Parts of the exercise:
1. Reproduce word for word the part of the blog post between "Blog update" and "interesting for you.", inclusive.
2. Pick up the blog post about Treasure Island and the blog update from where it stops, and write what follows.

======== Document section

I thought the plot was fast paced for a book of its time. As far as my knowledge and opinion stretch, stories written within the 19th century usually evolve slower than this one seems to, but I could be completely naïve thinking that. Anyway, this pleased me because as much as I love the classics, I do find it a bit monotonous at times to go through pages of descriptions and conversations without anything really explosive happening. Well, Treasure Island truly is a full-on adventure from beginning to end; something new happens whenever a page is turned.

And the characters? What can I say apart from that they are all pretty extraordinary. I loved reading/hearing all the 'shiver me timbers', 'pieces of eight', and the talk of pirates completely drunk on rum! If I had to pick a favourite character, I would have to say Long John Silver, even though I couldn't figure his shifting personality out (which is probably how the author intended it in the first place).

I would definitely recommend Treasure Island to you if you love a book with some diverse characters and first class adventure. And I would especially encourage you to read it if you’re a fan of the Pirates of the Caribbean series. It’s obvious that the creative staff working on those films (and the Disneyland ride) took a bunch of inspiration from Treasure Island – I found it pretty entertaining as I read on of how many parallels there seem to be! But I won’t point out the particulars just in case I spoil something for somebody out there!
Overall, an extremely enjoyable read. I'm very glad that I finally got around to reading this classic!

Wednesday, 22 June 2011

Blog update

So many changes and developments have happened the past few days! Firstly, a big hello and thank you to all my new followers! I hope you enjoy reading what I have to say here. I'm certainly going to try my best to keep life between pages fresh and interesting for you. 

You may have noticed some cosmetic changes to the blog. This'll be the last time I re-design the layout. Well, at least for a while! I've tried to make it as simple, light and inviting as possible so you guys can navigate around quickly and perhaps enjoy the blog more.

I've also decided to hold a giveaway when I reach 100 followers. So please tell your friends to visit and subscribe! :-))

Lastly, there is now a Twitter page for life between pages which you can follow here: @lifebetween
That's all for now. Back to Treasure Island!

================
======== Dataset records

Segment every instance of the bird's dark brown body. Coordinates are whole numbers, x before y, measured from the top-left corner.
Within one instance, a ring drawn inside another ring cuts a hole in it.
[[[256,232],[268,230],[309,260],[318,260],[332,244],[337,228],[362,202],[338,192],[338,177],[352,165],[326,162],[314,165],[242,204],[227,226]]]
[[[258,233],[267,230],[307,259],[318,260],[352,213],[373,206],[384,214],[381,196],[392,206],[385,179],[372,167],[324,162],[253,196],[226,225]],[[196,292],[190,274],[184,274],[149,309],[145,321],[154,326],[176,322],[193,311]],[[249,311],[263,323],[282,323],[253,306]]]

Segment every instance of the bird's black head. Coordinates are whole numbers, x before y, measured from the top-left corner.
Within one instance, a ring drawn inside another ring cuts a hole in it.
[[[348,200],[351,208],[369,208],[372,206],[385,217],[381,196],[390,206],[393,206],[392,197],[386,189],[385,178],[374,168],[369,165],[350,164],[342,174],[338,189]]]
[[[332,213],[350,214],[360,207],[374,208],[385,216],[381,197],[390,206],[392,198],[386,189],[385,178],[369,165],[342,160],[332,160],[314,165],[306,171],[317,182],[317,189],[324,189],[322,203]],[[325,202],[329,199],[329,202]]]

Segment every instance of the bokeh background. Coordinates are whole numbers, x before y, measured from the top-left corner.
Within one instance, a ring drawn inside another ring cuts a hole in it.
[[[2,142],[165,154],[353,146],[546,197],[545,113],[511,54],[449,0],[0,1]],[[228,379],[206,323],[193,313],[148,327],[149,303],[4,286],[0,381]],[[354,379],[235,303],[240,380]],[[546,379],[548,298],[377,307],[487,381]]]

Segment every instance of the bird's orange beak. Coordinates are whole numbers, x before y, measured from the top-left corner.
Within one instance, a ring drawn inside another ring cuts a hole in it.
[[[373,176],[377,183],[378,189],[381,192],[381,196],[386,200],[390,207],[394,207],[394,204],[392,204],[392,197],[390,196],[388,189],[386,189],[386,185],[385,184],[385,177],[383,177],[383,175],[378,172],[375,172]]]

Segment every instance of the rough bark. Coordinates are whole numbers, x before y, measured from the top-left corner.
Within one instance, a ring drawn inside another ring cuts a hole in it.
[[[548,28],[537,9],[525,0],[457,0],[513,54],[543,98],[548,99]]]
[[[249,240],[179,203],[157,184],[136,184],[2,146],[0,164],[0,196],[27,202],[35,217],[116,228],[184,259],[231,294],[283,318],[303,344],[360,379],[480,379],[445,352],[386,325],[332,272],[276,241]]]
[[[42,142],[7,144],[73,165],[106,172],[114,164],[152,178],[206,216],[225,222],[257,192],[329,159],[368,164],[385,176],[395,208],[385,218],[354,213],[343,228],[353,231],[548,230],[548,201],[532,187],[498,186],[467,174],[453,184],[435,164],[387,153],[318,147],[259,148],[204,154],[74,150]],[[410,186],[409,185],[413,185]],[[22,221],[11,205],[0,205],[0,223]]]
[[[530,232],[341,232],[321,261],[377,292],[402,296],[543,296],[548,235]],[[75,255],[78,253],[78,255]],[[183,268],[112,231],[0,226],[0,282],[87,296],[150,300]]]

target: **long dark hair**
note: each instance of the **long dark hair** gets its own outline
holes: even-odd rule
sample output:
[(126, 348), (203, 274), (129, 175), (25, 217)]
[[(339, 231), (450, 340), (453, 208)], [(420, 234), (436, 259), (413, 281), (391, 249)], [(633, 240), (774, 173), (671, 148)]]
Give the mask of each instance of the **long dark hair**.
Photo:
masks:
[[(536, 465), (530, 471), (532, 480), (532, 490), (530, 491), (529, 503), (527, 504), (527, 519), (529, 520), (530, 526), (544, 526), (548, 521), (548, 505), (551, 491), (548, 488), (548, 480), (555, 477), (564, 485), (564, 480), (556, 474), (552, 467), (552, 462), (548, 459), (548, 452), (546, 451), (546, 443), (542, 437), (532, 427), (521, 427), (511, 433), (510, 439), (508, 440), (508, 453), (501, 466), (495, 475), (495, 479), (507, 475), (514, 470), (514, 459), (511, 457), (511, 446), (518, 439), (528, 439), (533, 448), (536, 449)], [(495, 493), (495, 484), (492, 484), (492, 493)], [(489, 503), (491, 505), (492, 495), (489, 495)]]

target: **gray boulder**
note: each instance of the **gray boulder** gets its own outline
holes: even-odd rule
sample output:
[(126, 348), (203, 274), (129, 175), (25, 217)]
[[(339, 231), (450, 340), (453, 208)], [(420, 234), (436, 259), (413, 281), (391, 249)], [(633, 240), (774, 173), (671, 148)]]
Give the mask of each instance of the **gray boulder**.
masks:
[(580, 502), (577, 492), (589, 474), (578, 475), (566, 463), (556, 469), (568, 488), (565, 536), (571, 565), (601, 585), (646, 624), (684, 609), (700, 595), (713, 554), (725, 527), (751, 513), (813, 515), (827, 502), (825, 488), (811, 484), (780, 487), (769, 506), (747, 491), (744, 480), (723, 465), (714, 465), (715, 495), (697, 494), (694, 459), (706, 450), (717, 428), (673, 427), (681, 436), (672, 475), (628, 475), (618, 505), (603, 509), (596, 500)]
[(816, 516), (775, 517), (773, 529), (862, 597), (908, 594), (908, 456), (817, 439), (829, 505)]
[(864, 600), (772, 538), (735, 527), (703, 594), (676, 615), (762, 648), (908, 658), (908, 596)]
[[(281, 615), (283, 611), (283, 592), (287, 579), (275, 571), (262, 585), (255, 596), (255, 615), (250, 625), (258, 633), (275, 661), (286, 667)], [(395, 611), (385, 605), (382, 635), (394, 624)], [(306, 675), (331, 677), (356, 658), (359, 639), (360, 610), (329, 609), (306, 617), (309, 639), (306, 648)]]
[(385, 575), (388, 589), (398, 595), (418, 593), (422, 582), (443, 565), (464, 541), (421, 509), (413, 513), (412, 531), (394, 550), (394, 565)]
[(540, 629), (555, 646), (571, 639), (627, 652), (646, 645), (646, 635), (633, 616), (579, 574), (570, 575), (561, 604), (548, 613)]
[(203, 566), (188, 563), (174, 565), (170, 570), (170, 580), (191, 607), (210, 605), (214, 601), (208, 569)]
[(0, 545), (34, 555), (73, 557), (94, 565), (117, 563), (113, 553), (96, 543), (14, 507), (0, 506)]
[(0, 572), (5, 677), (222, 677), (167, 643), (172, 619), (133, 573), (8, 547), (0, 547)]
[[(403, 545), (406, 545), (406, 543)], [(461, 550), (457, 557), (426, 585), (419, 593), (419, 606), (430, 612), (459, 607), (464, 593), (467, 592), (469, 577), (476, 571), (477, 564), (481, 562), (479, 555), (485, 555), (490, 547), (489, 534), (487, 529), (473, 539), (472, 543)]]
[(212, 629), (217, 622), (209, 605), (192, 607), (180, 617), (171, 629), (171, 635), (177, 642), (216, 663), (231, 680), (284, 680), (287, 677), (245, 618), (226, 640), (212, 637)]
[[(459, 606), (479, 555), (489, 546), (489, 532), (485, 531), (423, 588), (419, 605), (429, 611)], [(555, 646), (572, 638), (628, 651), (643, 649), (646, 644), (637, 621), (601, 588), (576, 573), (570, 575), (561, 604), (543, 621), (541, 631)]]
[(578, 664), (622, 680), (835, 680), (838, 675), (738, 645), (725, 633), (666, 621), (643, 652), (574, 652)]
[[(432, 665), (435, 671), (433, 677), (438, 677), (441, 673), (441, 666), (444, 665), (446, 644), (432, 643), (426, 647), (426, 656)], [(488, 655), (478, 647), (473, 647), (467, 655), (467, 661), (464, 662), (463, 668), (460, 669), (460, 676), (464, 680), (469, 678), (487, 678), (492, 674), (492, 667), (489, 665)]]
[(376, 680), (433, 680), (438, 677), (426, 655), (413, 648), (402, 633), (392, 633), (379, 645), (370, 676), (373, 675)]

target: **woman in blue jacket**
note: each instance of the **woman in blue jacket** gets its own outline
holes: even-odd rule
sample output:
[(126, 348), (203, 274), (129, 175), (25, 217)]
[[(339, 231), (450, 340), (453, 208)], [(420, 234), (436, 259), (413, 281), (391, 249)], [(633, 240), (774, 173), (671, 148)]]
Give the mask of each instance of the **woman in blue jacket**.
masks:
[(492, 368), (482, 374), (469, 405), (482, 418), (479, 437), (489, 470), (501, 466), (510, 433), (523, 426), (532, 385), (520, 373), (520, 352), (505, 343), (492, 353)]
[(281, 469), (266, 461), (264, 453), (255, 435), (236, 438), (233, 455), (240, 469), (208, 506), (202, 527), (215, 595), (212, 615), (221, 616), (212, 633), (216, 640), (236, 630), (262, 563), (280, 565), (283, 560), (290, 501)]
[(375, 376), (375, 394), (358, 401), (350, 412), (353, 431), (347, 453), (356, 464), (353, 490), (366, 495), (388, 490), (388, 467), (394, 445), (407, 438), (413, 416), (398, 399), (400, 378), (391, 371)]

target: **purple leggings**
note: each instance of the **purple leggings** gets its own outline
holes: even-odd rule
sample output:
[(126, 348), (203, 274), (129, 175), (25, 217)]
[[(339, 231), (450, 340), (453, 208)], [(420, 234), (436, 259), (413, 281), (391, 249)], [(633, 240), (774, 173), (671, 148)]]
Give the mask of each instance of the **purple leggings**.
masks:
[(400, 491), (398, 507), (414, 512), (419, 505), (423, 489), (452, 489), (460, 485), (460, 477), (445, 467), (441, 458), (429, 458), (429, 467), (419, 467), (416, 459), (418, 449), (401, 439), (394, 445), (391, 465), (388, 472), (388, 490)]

================

Expected results:
1.
Blog update

So many changes and developments have happened the past few days! Firstly, a big hello and thank you to all my new followers! I hope you enjoy reading what I have to say here. I'm certainly going to try my best to keep life between pages fresh and interesting for you.

2.
Monday, 20 June 2011

Currently Reading: Treasure Island by Robert Louis Stevenson

When young Jim Hawkins discovers a treasure map in a pirate’s chest in his parents’ inn, he is drawn into a world of danger and adventure. He joins the crew setting sail to the Caribbean to seek out the booty and over the course of the voyage confronts mutiny, murder and the charismatic and devious Long John Silver.

Indeed, first up is the high seas pirate adventure novel Treasure Island by Robert Louis Stevenson!

I'm already part-way through the story, so I thought it would be perfect to just keep going and make this my first official book for this blog! Being a fan of pirate films and other swash-buckling outlets, I have been excited to read this legendary story. I must admit though that the first thing that drew me towards it was the pretty cover! Yup, I'm one of those readers who can be swayed by artwork. But can you blame me? Vintage use such beautiful and inspiring covers to draw in readers. I'm glad to see their range expanding within bookshops.

Speaking of which, does anybody else desperately miss Borders bookstore? Trips to Oxford really aren't the same anymore without them! I spent hours in there browsing the books and magazines while leisurely sipping a Starbucks vanilla latte. I mean, Waterstones are great, but to me they don't offer the same full experience that Borders did. Every time I walk past their former store location (that's now been turned into a massive Tescos Metro) I can't help but feel sad and overly nostalgic. This may seem dramatic, but it's like an old friend has left and can never come back, but nevertheless you still look for them in the crowd hoping to see their face! I was pretty attached to that store. Oh well... that's what a recession can do for you. Damn economic downturn.

But I digress. Treasure Island it is! Hoist the sails, me hearties!